**AIM OF THE EXERCISE**
Please write out, exactly, the part of the lines that opens with the line containing "Indicate the rear side" and closes with the line containing "[(511, 269)]", both of those included.

Start of RECORDS SUPPLIED

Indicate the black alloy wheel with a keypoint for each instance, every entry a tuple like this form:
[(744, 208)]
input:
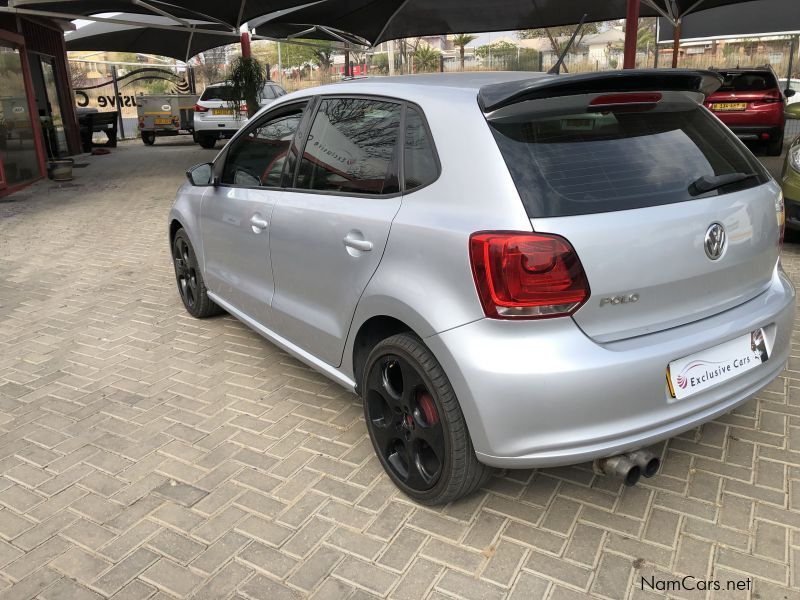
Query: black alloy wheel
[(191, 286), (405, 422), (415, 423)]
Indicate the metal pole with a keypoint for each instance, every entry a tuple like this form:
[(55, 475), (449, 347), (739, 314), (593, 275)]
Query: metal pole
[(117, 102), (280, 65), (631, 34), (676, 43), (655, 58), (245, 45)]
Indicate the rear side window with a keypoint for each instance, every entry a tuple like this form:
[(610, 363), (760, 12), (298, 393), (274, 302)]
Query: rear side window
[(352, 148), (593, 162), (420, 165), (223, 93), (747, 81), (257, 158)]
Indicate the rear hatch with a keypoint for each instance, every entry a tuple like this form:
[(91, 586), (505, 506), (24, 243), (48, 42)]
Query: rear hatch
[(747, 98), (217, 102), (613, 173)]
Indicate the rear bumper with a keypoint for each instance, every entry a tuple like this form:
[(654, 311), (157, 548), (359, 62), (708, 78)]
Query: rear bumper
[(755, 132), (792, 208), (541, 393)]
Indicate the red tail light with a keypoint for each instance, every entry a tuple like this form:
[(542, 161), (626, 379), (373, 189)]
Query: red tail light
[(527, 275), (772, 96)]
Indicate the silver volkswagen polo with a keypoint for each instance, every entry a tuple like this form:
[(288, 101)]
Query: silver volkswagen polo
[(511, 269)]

End of RECORDS SUPPLIED
Start of RECORDS SUPPLIED

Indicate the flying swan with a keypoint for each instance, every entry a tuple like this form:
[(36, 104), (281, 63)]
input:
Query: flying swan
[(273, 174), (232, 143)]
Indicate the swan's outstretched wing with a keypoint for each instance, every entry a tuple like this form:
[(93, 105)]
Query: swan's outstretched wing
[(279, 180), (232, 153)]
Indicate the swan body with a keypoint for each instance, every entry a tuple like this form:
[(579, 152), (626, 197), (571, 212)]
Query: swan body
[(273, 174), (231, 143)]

End of RECORDS SUPPLIED

**RESULT FOR THIS TASK**
Indicate the rear side window with a keypoint for each instance, every entry a tuple like this form:
[(610, 363), (760, 12), (298, 393), (274, 302)]
Query: rear side window
[(352, 148), (593, 162), (420, 165), (223, 93), (747, 81), (257, 158)]
Indicate the rear hatch with a keypoint for each instance, every entry a tuple like this form:
[(91, 586), (505, 506), (24, 243), (48, 42)]
Query: rear hatch
[(747, 98), (217, 102), (613, 173)]
Indicate the rear bumper with a keypoint for each instance, every entry a tuple like this form:
[(654, 311), (157, 548), (359, 62), (708, 78)]
Query: rear bumper
[(755, 132), (792, 208), (541, 393)]
Indicate the red tail light with a keypoint for each instance, every entry a tuple like this form:
[(542, 161), (626, 379), (373, 189)]
Query: red tail light
[(527, 275), (772, 96)]
Indicate the silver volkswagen polo with a keypoint for each instance, every entry a tuple like this form:
[(288, 101)]
Query: silver volkswagen polo
[(511, 269)]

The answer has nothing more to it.